[About this task] Write out all the records exactly, and keep any images out.

(Dataset excerpts)
•••••

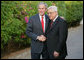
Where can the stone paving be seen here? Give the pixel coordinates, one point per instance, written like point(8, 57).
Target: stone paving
point(74, 46)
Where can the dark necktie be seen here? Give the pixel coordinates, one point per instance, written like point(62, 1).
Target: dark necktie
point(51, 24)
point(42, 22)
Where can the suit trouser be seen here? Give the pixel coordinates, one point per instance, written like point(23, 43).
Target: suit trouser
point(44, 54)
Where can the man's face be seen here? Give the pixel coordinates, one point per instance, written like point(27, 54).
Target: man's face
point(52, 14)
point(42, 9)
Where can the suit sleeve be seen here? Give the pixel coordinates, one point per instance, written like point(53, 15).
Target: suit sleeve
point(29, 30)
point(63, 31)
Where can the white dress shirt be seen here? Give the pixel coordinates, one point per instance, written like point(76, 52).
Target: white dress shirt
point(43, 20)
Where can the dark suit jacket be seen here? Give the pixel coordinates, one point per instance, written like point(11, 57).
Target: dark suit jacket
point(57, 36)
point(34, 29)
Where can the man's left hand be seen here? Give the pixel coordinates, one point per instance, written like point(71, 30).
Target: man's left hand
point(56, 54)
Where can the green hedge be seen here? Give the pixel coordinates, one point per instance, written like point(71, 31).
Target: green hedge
point(13, 14)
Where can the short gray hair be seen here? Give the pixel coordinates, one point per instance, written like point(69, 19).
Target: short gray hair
point(42, 3)
point(52, 7)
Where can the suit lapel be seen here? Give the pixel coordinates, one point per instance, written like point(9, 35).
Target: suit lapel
point(46, 23)
point(39, 22)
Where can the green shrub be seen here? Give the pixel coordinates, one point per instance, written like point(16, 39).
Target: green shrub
point(13, 13)
point(74, 12)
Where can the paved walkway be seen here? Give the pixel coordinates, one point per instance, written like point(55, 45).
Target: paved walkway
point(74, 46)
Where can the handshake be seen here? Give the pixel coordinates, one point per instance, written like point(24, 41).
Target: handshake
point(41, 38)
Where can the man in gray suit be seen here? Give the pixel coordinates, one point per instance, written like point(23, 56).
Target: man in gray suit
point(56, 35)
point(36, 30)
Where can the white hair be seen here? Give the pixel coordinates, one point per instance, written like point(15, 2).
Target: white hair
point(53, 7)
point(42, 3)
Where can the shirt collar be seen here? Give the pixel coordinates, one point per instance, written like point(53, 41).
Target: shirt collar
point(55, 18)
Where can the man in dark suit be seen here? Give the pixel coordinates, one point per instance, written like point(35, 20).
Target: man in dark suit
point(36, 29)
point(56, 35)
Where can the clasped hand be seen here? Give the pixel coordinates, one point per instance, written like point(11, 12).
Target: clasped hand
point(41, 38)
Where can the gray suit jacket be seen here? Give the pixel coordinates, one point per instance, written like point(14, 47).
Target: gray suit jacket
point(34, 29)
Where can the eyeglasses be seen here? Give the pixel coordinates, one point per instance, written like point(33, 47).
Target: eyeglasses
point(50, 13)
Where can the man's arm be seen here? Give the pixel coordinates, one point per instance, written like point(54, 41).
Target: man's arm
point(63, 31)
point(32, 35)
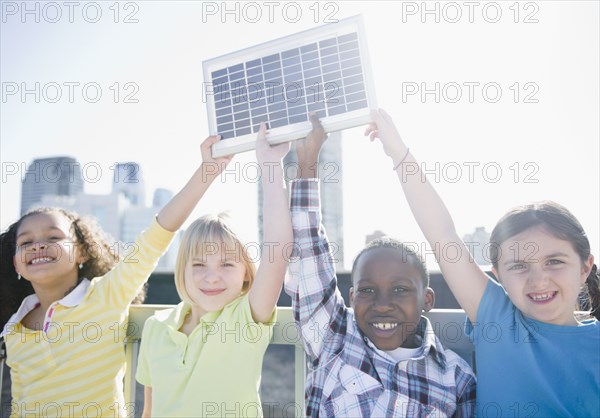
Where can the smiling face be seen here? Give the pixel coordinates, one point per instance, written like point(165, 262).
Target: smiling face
point(388, 297)
point(542, 275)
point(213, 280)
point(46, 253)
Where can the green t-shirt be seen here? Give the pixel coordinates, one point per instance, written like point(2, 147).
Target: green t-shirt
point(215, 371)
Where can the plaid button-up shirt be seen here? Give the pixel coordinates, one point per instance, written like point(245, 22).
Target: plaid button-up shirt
point(347, 376)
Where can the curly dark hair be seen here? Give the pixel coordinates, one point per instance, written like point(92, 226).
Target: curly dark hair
point(408, 255)
point(95, 247)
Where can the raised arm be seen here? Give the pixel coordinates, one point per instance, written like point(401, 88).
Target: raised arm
point(174, 214)
point(318, 306)
point(464, 277)
point(277, 228)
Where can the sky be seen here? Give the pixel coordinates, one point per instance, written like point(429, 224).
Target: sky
point(498, 100)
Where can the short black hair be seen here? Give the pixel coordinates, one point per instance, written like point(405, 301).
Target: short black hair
point(405, 251)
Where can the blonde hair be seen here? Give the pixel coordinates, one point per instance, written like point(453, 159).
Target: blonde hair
point(207, 235)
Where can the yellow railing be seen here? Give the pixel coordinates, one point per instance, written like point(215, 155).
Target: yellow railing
point(448, 325)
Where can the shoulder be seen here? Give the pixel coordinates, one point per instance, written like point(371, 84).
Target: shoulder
point(163, 317)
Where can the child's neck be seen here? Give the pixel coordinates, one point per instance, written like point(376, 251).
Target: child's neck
point(48, 295)
point(192, 319)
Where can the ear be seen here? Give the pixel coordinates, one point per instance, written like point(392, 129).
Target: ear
point(428, 299)
point(495, 272)
point(586, 268)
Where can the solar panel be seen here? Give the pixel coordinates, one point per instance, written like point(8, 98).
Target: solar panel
point(324, 70)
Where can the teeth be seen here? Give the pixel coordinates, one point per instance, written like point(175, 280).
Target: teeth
point(545, 296)
point(385, 325)
point(41, 260)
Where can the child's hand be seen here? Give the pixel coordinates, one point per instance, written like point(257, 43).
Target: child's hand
point(308, 149)
point(383, 128)
point(217, 165)
point(267, 153)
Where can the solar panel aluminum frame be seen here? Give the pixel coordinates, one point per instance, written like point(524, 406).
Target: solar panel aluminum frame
point(293, 131)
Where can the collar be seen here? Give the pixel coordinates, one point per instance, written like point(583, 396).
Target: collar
point(430, 346)
point(174, 317)
point(31, 302)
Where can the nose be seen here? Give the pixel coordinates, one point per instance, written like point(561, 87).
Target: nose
point(39, 245)
point(211, 276)
point(538, 277)
point(383, 303)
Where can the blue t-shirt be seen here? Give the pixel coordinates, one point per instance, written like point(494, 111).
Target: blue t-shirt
point(527, 368)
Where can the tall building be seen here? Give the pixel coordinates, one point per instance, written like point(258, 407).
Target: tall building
point(377, 234)
point(128, 180)
point(107, 209)
point(54, 176)
point(330, 173)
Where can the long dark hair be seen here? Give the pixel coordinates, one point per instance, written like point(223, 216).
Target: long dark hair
point(557, 220)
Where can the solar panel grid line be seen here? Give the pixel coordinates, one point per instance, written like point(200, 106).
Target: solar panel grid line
point(282, 81)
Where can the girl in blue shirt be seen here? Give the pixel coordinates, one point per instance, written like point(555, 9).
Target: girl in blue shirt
point(534, 356)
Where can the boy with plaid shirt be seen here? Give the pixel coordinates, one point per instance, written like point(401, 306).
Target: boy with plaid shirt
point(380, 358)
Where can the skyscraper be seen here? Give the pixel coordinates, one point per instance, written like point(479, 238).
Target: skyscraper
point(57, 176)
point(128, 181)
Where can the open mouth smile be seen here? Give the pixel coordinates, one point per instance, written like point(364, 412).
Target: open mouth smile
point(212, 292)
point(542, 298)
point(385, 326)
point(40, 260)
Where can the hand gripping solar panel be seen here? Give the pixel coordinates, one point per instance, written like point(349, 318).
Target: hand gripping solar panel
point(324, 70)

•••••

[Response to this exercise]
Where can the stone paving be seen here? Give the pixel coordinates, one point per instance, written like point(8, 57).
Target: stone paving
point(74, 46)
Where can the dark necktie be seen here? Give the pixel coordinates, one point per instance, written like point(62, 1).
Target: dark necktie
point(51, 24)
point(42, 22)
Where can the suit trouser be seen here? Give the pixel coordinates, one point per instance, written like point(23, 43).
Target: suit trouser
point(44, 54)
Where can the man's face be seen here? Give the pixel coordinates, one point per instance, written like point(27, 54).
Target: man's face
point(52, 14)
point(42, 9)
Where can the suit sleeve be seen here? Give the pixel coordinates, one point per instance, written like point(53, 15).
Target: suit sleeve
point(29, 30)
point(63, 31)
Where can the white dress shirt be seen here? Give the pixel coordinates, one point per instance, written like point(76, 52).
Target: white dress shirt
point(43, 20)
Where can the dark suit jacket be seen here? Give the pixel coordinates, one point per instance, written like point(11, 57).
Target: dark suit jacket
point(57, 36)
point(34, 29)
Where can the man's left hand be seen here? Give the pixel coordinates, one point per instance, written like point(71, 30).
Target: man's left hand
point(56, 54)
Where can the green hedge be seen here? Give the pixel coordinates, one point per instance, written like point(71, 31).
Target: green hedge
point(13, 14)
Where can the short gray hair be seen here? Give the pixel coordinates, one point per instance, written like point(69, 19).
Target: short gray hair
point(42, 3)
point(52, 7)
Where can the suit lapel be seen here? Give the pixel coordinates, one point per instance, written like point(9, 35).
Target: suit lapel
point(46, 23)
point(39, 22)
Where can the green shrub be seen here? Give the pixel coordinates, one point per instance, written like point(16, 39).
Target: green shrub
point(13, 13)
point(74, 12)
Where can the paved walkway be seen here? Give the pixel coordinates, one point per instance, written like point(55, 45).
Target: paved walkway
point(74, 46)
Where can the handshake be seen here? Give the pixel coordinates, one point per instance, written like point(24, 41).
Target: handshake
point(41, 38)
Where can the man in gray suit be seen here? Give the pixel coordinates, one point per instance, written like point(23, 56).
Target: man in gray suit
point(56, 35)
point(36, 30)
Where can the white hair be seen here? Give the pixel coordinates, one point per instance, written like point(15, 2).
Target: white hair
point(53, 7)
point(42, 3)
Where can the shirt collar be seen here? Give the pixel coordinates, one point per instance, written like point(53, 41).
Target: shirt collar
point(55, 18)
Where can the man in dark suit be seen here? Give the pixel coordinates, one point per instance, written like point(35, 20).
Target: man in dark suit
point(36, 29)
point(56, 35)
Where can the clasped hand be seen here? Give the pixel coordinates, one point per instance, written like point(11, 12).
Target: clasped hand
point(41, 38)
Where can the gray suit jacket be seen here? Give the pixel coordinates, one point per instance, written like point(14, 47).
Target: gray suit jacket
point(34, 29)
Where can the eyeglasses be seen here? Give the pixel coordinates, one point per instance, written like point(33, 47).
Target: eyeglasses
point(50, 13)
Where can the man's arm be seen here? Give the pixel coordinates, one point per instance, written like point(54, 41).
Target: man's arm
point(63, 31)
point(32, 35)
Where can the smiling face be seen here? Give the pixel coordinates, one point per instance, written like point(165, 262).
Target: smiling face
point(388, 297)
point(542, 275)
point(213, 280)
point(46, 253)
Where can the green t-shirt be seen here? Give the pixel coordinates, one point per instance, written like point(2, 147).
Target: green t-shirt
point(215, 371)
Where can the plaid button-up shirt be seen here? Give the pixel coordinates, one point per instance, written like point(245, 22).
Target: plaid button-up shirt
point(347, 376)
Where can the curly dark hair be seen here? Give the pixel coordinates, one point per instance, written like point(92, 226).
Target: curly dark hair
point(408, 255)
point(95, 247)
Where can the raised arm be seen here? Give the pixel coordinates, one point per instance, written like point(401, 88).
Target: raised arm
point(174, 214)
point(318, 306)
point(464, 277)
point(277, 228)
Where can the sky be seen here? Give the pixel coordinates, one point per instance, written like point(429, 224).
Target: sky
point(498, 100)
Where can the short black hair be seen here? Give the pixel coordinates, one point per instance, written like point(405, 301).
Target: short black hair
point(405, 251)
Where can the blonde hair be seen here? Give the pixel coordinates, one point per instance, written like point(453, 159).
Target: blonde hair
point(207, 235)
Where can the yellow railing be seen here? Give the pixel coordinates, one point per instance, written like point(215, 155).
Target: yellow railing
point(448, 325)
Where can the shoulder be seen here? Give the pixel coordinates, one point per instance, written like point(371, 84).
Target: shoulder
point(163, 317)
Where can the child's neck be seen here? Give the pixel coordinates, one point per instance, written like point(376, 251).
Target: child's neck
point(48, 295)
point(192, 319)
Where can the ear be seen here? Give the pixel coordinates, one point per instance, written like point(392, 129).
Target: ear
point(428, 299)
point(495, 272)
point(586, 268)
Where can the solar panel be seen here? Give the pixel coordinates, one point per instance, written like point(8, 98).
Target: solar panel
point(324, 70)
Where can the teeth be seen here? Give the pixel coordinates, one point per instance, written like point(175, 280).
Target: teeth
point(545, 296)
point(385, 325)
point(41, 260)
Where can the child's hand be seen here? Give the pixel coordinates, one point per instance, written like point(257, 43).
Target: child's hand
point(308, 149)
point(383, 128)
point(217, 165)
point(267, 153)
Where can the solar panel aluminum frame be seen here? Give the pixel coordinates, one point per instance, written like point(524, 406).
Target: solar panel aluminum frame
point(293, 131)
Where can the collar be seen here? Give the pixel coordinates, one point per instance, written like point(583, 396).
Target: collar
point(430, 346)
point(174, 317)
point(31, 302)
Where can the nose be seen here? Give the pixel coordinates, one point per instance, written like point(561, 87).
Target: nose
point(39, 245)
point(211, 276)
point(538, 277)
point(383, 303)
Where can the blue t-shirt be seen here? Give the pixel coordinates, one point per instance, written like point(494, 111).
Target: blue t-shirt
point(527, 368)
Where can the tall building be seen here? Give the pixel coordinates, one point per instance, written like point(258, 407).
Target: tall building
point(377, 234)
point(128, 180)
point(107, 209)
point(54, 176)
point(330, 173)
Where can the long dark hair be seen here? Give the pixel coordinates, one point per instance, written like point(223, 216).
Target: long dark hair
point(557, 220)
Where can the solar panel grid line be seen here? Give the pixel coordinates, one point per instance, written like point(200, 106).
Target: solar panel grid line
point(282, 81)
Where can the girl in blue shirt be seen here? Give the pixel coordinates, one point per instance, written like point(555, 9).
Target: girl in blue shirt
point(534, 356)
Where can the boy with plaid shirt be seen here? Give the pixel coordinates, one point per instance, written like point(401, 306).
Target: boy with plaid shirt
point(380, 358)
Where can the skyscraper be seen here? Give the pixel coordinates, one point per instance, written like point(479, 238).
Target: skyscraper
point(57, 176)
point(128, 181)
Where can the open mouth smile be seen here? Give the pixel coordinates, one point per instance, written like point(364, 412).
Target: open mouth smile
point(212, 292)
point(542, 298)
point(385, 326)
point(40, 260)
Where can the hand gripping solar panel be seen here? Give the pixel coordinates, one point per instance, written like point(349, 318).
Target: hand gripping solar panel
point(324, 70)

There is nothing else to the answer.